• [WHAT YOU SHOULD DO]:
List every line of the entries below that contains the word "white", copying each line in full.

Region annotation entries
<<<<
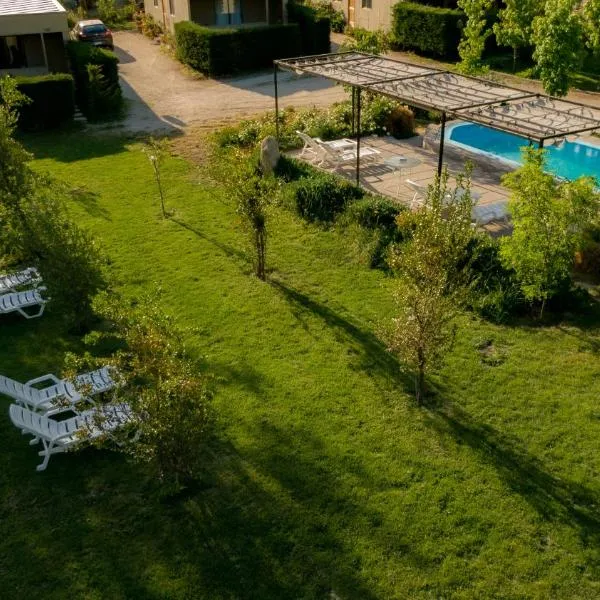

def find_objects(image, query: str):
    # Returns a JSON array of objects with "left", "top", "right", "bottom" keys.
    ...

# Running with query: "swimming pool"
[{"left": 445, "top": 123, "right": 600, "bottom": 186}]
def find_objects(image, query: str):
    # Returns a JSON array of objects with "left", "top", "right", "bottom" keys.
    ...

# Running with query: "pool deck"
[{"left": 289, "top": 136, "right": 510, "bottom": 235}]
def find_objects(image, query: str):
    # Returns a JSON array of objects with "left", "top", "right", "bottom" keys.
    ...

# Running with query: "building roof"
[
  {"left": 275, "top": 52, "right": 600, "bottom": 142},
  {"left": 0, "top": 0, "right": 67, "bottom": 17}
]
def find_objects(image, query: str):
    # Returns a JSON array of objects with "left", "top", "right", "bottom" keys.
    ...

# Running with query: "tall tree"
[
  {"left": 458, "top": 0, "right": 493, "bottom": 74},
  {"left": 501, "top": 147, "right": 600, "bottom": 317},
  {"left": 494, "top": 0, "right": 543, "bottom": 72},
  {"left": 532, "top": 0, "right": 584, "bottom": 96}
]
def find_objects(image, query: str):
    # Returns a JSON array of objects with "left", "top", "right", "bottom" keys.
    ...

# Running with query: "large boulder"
[{"left": 260, "top": 135, "right": 281, "bottom": 175}]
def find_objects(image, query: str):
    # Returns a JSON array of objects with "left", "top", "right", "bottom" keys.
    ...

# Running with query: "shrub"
[
  {"left": 17, "top": 73, "right": 75, "bottom": 131},
  {"left": 309, "top": 0, "right": 346, "bottom": 33},
  {"left": 392, "top": 2, "right": 465, "bottom": 58},
  {"left": 288, "top": 0, "right": 331, "bottom": 54},
  {"left": 295, "top": 173, "right": 363, "bottom": 223},
  {"left": 67, "top": 42, "right": 123, "bottom": 120},
  {"left": 175, "top": 21, "right": 301, "bottom": 75}
]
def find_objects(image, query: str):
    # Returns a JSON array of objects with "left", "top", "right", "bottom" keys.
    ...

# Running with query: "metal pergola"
[{"left": 274, "top": 52, "right": 600, "bottom": 184}]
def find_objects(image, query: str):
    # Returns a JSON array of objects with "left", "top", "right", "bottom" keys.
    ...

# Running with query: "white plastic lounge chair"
[
  {"left": 404, "top": 179, "right": 427, "bottom": 209},
  {"left": 0, "top": 267, "right": 42, "bottom": 294},
  {"left": 0, "top": 287, "right": 48, "bottom": 319},
  {"left": 0, "top": 367, "right": 117, "bottom": 415},
  {"left": 296, "top": 131, "right": 325, "bottom": 165},
  {"left": 320, "top": 140, "right": 381, "bottom": 171},
  {"left": 471, "top": 201, "right": 508, "bottom": 225},
  {"left": 9, "top": 404, "right": 133, "bottom": 471}
]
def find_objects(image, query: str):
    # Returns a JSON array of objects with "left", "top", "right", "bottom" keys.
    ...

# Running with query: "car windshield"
[{"left": 83, "top": 25, "right": 106, "bottom": 34}]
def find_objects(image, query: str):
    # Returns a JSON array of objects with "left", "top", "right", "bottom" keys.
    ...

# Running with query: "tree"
[
  {"left": 233, "top": 169, "right": 275, "bottom": 281},
  {"left": 494, "top": 0, "right": 543, "bottom": 73},
  {"left": 78, "top": 292, "right": 212, "bottom": 490},
  {"left": 386, "top": 172, "right": 473, "bottom": 403},
  {"left": 500, "top": 147, "right": 600, "bottom": 318},
  {"left": 583, "top": 0, "right": 600, "bottom": 55},
  {"left": 0, "top": 77, "right": 106, "bottom": 326},
  {"left": 531, "top": 0, "right": 583, "bottom": 96},
  {"left": 143, "top": 137, "right": 168, "bottom": 219},
  {"left": 458, "top": 0, "right": 493, "bottom": 75}
]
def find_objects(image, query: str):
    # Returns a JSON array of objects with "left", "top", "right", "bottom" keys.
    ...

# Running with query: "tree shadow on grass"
[
  {"left": 430, "top": 399, "right": 600, "bottom": 576},
  {"left": 0, "top": 424, "right": 386, "bottom": 600},
  {"left": 171, "top": 217, "right": 248, "bottom": 264},
  {"left": 270, "top": 280, "right": 413, "bottom": 391}
]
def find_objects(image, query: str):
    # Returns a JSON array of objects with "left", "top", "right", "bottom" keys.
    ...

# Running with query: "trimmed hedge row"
[
  {"left": 16, "top": 73, "right": 75, "bottom": 131},
  {"left": 288, "top": 0, "right": 331, "bottom": 55},
  {"left": 67, "top": 42, "right": 123, "bottom": 120},
  {"left": 175, "top": 21, "right": 301, "bottom": 76},
  {"left": 392, "top": 2, "right": 466, "bottom": 58}
]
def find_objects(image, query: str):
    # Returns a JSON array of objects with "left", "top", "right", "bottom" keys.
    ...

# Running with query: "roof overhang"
[
  {"left": 275, "top": 52, "right": 600, "bottom": 143},
  {"left": 0, "top": 0, "right": 69, "bottom": 36}
]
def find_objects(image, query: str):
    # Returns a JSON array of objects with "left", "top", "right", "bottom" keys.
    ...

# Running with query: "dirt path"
[{"left": 106, "top": 31, "right": 345, "bottom": 133}]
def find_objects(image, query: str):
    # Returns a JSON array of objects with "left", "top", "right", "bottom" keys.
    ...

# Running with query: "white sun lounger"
[
  {"left": 0, "top": 367, "right": 117, "bottom": 415},
  {"left": 0, "top": 267, "right": 42, "bottom": 294},
  {"left": 9, "top": 404, "right": 133, "bottom": 471},
  {"left": 0, "top": 287, "right": 48, "bottom": 319}
]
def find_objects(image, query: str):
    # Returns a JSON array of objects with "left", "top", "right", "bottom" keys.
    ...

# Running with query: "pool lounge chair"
[
  {"left": 9, "top": 404, "right": 133, "bottom": 471},
  {"left": 0, "top": 367, "right": 117, "bottom": 415},
  {"left": 0, "top": 287, "right": 48, "bottom": 319},
  {"left": 0, "top": 267, "right": 42, "bottom": 294}
]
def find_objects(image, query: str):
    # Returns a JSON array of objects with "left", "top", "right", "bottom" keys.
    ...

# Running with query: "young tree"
[
  {"left": 78, "top": 293, "right": 212, "bottom": 490},
  {"left": 494, "top": 0, "right": 543, "bottom": 73},
  {"left": 0, "top": 77, "right": 106, "bottom": 326},
  {"left": 531, "top": 0, "right": 583, "bottom": 96},
  {"left": 387, "top": 172, "right": 473, "bottom": 403},
  {"left": 458, "top": 0, "right": 493, "bottom": 75},
  {"left": 233, "top": 165, "right": 275, "bottom": 281},
  {"left": 143, "top": 137, "right": 169, "bottom": 219},
  {"left": 500, "top": 147, "right": 600, "bottom": 318}
]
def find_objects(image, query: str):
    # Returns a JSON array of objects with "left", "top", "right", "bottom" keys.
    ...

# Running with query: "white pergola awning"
[
  {"left": 275, "top": 52, "right": 600, "bottom": 144},
  {"left": 0, "top": 0, "right": 69, "bottom": 36}
]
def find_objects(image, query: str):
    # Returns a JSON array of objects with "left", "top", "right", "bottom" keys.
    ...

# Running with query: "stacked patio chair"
[
  {"left": 9, "top": 404, "right": 133, "bottom": 471},
  {"left": 0, "top": 267, "right": 48, "bottom": 319}
]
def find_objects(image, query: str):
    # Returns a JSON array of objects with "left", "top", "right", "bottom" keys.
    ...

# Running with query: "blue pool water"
[{"left": 446, "top": 123, "right": 600, "bottom": 185}]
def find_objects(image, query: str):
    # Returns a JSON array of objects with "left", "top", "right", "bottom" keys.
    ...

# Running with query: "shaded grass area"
[{"left": 0, "top": 135, "right": 600, "bottom": 600}]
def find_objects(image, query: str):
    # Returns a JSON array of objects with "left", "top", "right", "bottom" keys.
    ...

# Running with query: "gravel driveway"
[{"left": 113, "top": 31, "right": 346, "bottom": 133}]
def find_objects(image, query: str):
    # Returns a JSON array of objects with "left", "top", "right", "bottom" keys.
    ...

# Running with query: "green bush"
[
  {"left": 288, "top": 0, "right": 331, "bottom": 55},
  {"left": 67, "top": 42, "right": 123, "bottom": 120},
  {"left": 295, "top": 173, "right": 363, "bottom": 223},
  {"left": 175, "top": 21, "right": 301, "bottom": 76},
  {"left": 17, "top": 73, "right": 75, "bottom": 131},
  {"left": 308, "top": 0, "right": 346, "bottom": 33},
  {"left": 392, "top": 2, "right": 465, "bottom": 59}
]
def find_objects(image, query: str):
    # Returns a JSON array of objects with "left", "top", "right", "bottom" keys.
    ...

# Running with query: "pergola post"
[
  {"left": 273, "top": 63, "right": 279, "bottom": 142},
  {"left": 356, "top": 88, "right": 361, "bottom": 185},
  {"left": 438, "top": 112, "right": 446, "bottom": 177},
  {"left": 40, "top": 33, "right": 50, "bottom": 71}
]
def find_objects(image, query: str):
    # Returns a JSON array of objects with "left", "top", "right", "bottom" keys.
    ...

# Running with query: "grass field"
[{"left": 0, "top": 134, "right": 600, "bottom": 600}]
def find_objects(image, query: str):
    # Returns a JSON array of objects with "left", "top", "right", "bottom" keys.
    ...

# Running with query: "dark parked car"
[{"left": 71, "top": 19, "right": 115, "bottom": 50}]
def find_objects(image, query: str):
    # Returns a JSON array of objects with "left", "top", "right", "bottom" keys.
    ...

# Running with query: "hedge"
[
  {"left": 16, "top": 73, "right": 75, "bottom": 131},
  {"left": 175, "top": 21, "right": 301, "bottom": 76},
  {"left": 288, "top": 0, "right": 331, "bottom": 55},
  {"left": 392, "top": 2, "right": 466, "bottom": 59},
  {"left": 67, "top": 42, "right": 123, "bottom": 120}
]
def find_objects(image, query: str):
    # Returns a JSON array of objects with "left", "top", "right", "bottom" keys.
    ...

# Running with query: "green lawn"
[{"left": 0, "top": 134, "right": 600, "bottom": 600}]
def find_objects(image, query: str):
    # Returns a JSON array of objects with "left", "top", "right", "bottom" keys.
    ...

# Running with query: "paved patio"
[{"left": 289, "top": 136, "right": 509, "bottom": 235}]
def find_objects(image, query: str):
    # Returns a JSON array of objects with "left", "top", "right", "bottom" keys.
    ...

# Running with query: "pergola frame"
[{"left": 274, "top": 51, "right": 600, "bottom": 184}]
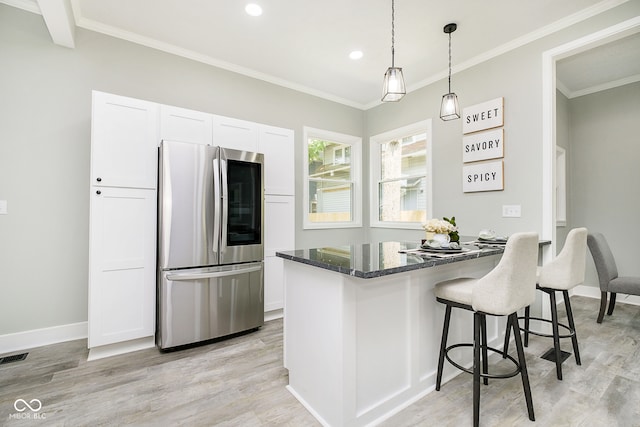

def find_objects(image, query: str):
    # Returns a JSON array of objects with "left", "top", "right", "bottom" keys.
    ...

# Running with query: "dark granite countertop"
[{"left": 276, "top": 237, "right": 550, "bottom": 279}]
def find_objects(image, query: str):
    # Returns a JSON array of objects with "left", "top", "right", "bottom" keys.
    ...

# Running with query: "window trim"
[
  {"left": 302, "top": 126, "right": 362, "bottom": 230},
  {"left": 369, "top": 119, "right": 433, "bottom": 230}
]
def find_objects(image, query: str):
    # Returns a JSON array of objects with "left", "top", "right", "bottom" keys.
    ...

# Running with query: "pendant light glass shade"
[
  {"left": 440, "top": 93, "right": 460, "bottom": 120},
  {"left": 440, "top": 24, "right": 460, "bottom": 120},
  {"left": 382, "top": 0, "right": 407, "bottom": 102},
  {"left": 382, "top": 67, "right": 407, "bottom": 102}
]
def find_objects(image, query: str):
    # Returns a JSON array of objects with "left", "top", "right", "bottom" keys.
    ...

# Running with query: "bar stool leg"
[
  {"left": 480, "top": 314, "right": 489, "bottom": 385},
  {"left": 507, "top": 313, "right": 536, "bottom": 421},
  {"left": 436, "top": 305, "right": 451, "bottom": 391},
  {"left": 524, "top": 305, "right": 531, "bottom": 347},
  {"left": 549, "top": 291, "right": 562, "bottom": 380},
  {"left": 473, "top": 312, "right": 482, "bottom": 427},
  {"left": 502, "top": 321, "right": 511, "bottom": 359},
  {"left": 562, "top": 291, "right": 582, "bottom": 365}
]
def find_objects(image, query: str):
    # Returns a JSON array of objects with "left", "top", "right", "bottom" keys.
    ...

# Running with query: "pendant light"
[
  {"left": 382, "top": 0, "right": 407, "bottom": 102},
  {"left": 440, "top": 23, "right": 460, "bottom": 120}
]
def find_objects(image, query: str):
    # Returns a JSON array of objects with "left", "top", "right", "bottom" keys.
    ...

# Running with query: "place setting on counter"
[{"left": 399, "top": 217, "right": 508, "bottom": 258}]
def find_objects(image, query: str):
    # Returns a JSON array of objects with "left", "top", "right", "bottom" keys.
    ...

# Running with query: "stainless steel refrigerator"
[{"left": 156, "top": 141, "right": 264, "bottom": 350}]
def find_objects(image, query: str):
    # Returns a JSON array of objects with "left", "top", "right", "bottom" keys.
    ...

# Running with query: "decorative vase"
[{"left": 431, "top": 233, "right": 451, "bottom": 248}]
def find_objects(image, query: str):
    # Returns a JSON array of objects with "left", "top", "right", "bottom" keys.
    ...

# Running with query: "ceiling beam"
[{"left": 38, "top": 0, "right": 76, "bottom": 48}]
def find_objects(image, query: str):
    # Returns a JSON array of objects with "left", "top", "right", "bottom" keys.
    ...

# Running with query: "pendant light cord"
[
  {"left": 449, "top": 33, "right": 451, "bottom": 93},
  {"left": 391, "top": 0, "right": 396, "bottom": 68}
]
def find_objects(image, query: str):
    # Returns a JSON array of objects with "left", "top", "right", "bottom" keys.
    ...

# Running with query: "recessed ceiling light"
[{"left": 244, "top": 3, "right": 262, "bottom": 16}]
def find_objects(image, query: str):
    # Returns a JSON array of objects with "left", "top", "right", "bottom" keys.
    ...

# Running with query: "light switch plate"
[{"left": 502, "top": 205, "right": 522, "bottom": 218}]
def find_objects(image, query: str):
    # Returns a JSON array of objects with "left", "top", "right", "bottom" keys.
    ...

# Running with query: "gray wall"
[
  {"left": 0, "top": 1, "right": 640, "bottom": 335},
  {"left": 556, "top": 91, "right": 572, "bottom": 252},
  {"left": 569, "top": 83, "right": 640, "bottom": 286},
  {"left": 365, "top": 1, "right": 640, "bottom": 244},
  {"left": 0, "top": 4, "right": 365, "bottom": 335}
]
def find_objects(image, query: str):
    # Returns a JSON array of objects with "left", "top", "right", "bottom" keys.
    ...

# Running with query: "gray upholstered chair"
[
  {"left": 434, "top": 233, "right": 538, "bottom": 426},
  {"left": 504, "top": 228, "right": 587, "bottom": 380},
  {"left": 587, "top": 233, "right": 640, "bottom": 323}
]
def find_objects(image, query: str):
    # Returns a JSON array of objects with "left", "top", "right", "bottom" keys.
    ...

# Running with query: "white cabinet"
[
  {"left": 89, "top": 186, "right": 156, "bottom": 348},
  {"left": 258, "top": 125, "right": 295, "bottom": 196},
  {"left": 258, "top": 125, "right": 295, "bottom": 312},
  {"left": 91, "top": 91, "right": 158, "bottom": 188},
  {"left": 160, "top": 105, "right": 213, "bottom": 145},
  {"left": 264, "top": 194, "right": 295, "bottom": 311},
  {"left": 213, "top": 116, "right": 258, "bottom": 151}
]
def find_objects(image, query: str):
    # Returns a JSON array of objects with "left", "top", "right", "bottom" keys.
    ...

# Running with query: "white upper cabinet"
[
  {"left": 160, "top": 105, "right": 213, "bottom": 145},
  {"left": 258, "top": 125, "right": 295, "bottom": 196},
  {"left": 91, "top": 91, "right": 159, "bottom": 188},
  {"left": 213, "top": 115, "right": 258, "bottom": 151}
]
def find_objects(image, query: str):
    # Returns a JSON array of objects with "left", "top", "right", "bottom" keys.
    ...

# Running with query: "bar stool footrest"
[
  {"left": 444, "top": 343, "right": 522, "bottom": 379},
  {"left": 518, "top": 316, "right": 576, "bottom": 338}
]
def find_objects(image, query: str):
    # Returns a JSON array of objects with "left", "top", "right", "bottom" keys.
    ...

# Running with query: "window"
[
  {"left": 304, "top": 127, "right": 362, "bottom": 228},
  {"left": 371, "top": 120, "right": 431, "bottom": 228}
]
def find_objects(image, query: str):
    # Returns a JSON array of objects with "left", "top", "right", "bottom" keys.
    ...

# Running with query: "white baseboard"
[
  {"left": 264, "top": 309, "right": 284, "bottom": 322},
  {"left": 87, "top": 336, "right": 156, "bottom": 361},
  {"left": 0, "top": 322, "right": 88, "bottom": 354},
  {"left": 572, "top": 285, "right": 640, "bottom": 305}
]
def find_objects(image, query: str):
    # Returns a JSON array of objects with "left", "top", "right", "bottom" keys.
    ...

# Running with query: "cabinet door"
[
  {"left": 264, "top": 195, "right": 295, "bottom": 311},
  {"left": 91, "top": 91, "right": 158, "bottom": 188},
  {"left": 213, "top": 116, "right": 258, "bottom": 152},
  {"left": 88, "top": 186, "right": 156, "bottom": 348},
  {"left": 258, "top": 125, "right": 295, "bottom": 196},
  {"left": 160, "top": 105, "right": 213, "bottom": 145}
]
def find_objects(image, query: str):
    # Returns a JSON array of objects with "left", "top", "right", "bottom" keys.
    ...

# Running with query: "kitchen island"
[{"left": 277, "top": 238, "right": 524, "bottom": 426}]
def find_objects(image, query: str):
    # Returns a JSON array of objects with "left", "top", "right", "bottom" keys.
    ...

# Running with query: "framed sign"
[
  {"left": 462, "top": 97, "right": 504, "bottom": 134},
  {"left": 462, "top": 160, "right": 504, "bottom": 193},
  {"left": 462, "top": 128, "right": 504, "bottom": 163}
]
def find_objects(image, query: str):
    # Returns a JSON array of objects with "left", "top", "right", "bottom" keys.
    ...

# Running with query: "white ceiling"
[{"left": 5, "top": 0, "right": 640, "bottom": 109}]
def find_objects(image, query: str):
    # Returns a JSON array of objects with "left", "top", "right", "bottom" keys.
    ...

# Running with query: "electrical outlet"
[{"left": 502, "top": 205, "right": 521, "bottom": 218}]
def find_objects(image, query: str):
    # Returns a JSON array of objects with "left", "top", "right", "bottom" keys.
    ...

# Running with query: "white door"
[
  {"left": 160, "top": 105, "right": 213, "bottom": 145},
  {"left": 91, "top": 91, "right": 158, "bottom": 188},
  {"left": 264, "top": 195, "right": 295, "bottom": 311},
  {"left": 258, "top": 125, "right": 295, "bottom": 196},
  {"left": 89, "top": 186, "right": 156, "bottom": 348},
  {"left": 213, "top": 116, "right": 258, "bottom": 152}
]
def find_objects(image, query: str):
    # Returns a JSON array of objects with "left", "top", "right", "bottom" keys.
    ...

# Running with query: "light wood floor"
[{"left": 0, "top": 297, "right": 640, "bottom": 427}]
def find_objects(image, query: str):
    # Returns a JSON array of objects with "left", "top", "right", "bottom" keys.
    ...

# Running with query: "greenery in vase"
[{"left": 442, "top": 216, "right": 460, "bottom": 242}]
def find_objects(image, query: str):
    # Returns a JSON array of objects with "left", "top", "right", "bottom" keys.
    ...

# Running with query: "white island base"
[{"left": 284, "top": 255, "right": 506, "bottom": 427}]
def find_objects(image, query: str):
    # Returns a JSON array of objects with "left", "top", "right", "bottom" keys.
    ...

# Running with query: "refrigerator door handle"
[
  {"left": 166, "top": 265, "right": 262, "bottom": 281},
  {"left": 219, "top": 152, "right": 229, "bottom": 252},
  {"left": 212, "top": 149, "right": 226, "bottom": 262}
]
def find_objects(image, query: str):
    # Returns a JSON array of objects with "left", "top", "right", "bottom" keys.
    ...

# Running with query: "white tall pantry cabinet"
[
  {"left": 88, "top": 92, "right": 158, "bottom": 359},
  {"left": 88, "top": 91, "right": 295, "bottom": 359}
]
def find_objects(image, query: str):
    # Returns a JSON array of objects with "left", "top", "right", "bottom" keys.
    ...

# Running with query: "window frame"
[
  {"left": 302, "top": 126, "right": 362, "bottom": 230},
  {"left": 369, "top": 119, "right": 433, "bottom": 230}
]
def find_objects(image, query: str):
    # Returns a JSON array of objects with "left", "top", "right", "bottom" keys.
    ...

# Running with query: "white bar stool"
[
  {"left": 504, "top": 227, "right": 587, "bottom": 380},
  {"left": 434, "top": 233, "right": 538, "bottom": 426}
]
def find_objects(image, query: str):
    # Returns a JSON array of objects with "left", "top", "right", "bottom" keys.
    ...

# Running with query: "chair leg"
[
  {"left": 607, "top": 292, "right": 616, "bottom": 316},
  {"left": 596, "top": 291, "right": 607, "bottom": 323},
  {"left": 502, "top": 322, "right": 511, "bottom": 359},
  {"left": 436, "top": 305, "right": 451, "bottom": 391},
  {"left": 473, "top": 312, "right": 482, "bottom": 427},
  {"left": 562, "top": 291, "right": 582, "bottom": 365},
  {"left": 549, "top": 291, "right": 562, "bottom": 380},
  {"left": 480, "top": 314, "right": 489, "bottom": 385},
  {"left": 524, "top": 305, "right": 531, "bottom": 347},
  {"left": 507, "top": 313, "right": 536, "bottom": 421}
]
>>>>
• [FULL SOLUTION]:
# Running with query: "white plastic lounge chair"
# Running with query: "white sun lounger"
# Running with query: "white pergola awning"
# Running with query: "white cabinet"
# Running with query: "white upper cabinet"
# Running with query: "white baseboard"
# Running with query: "white ceiling"
# Running with query: "white door"
# Running with query: "white island base"
# Running with query: "white tall pantry cabinet"
# Running with query: "white bar stool"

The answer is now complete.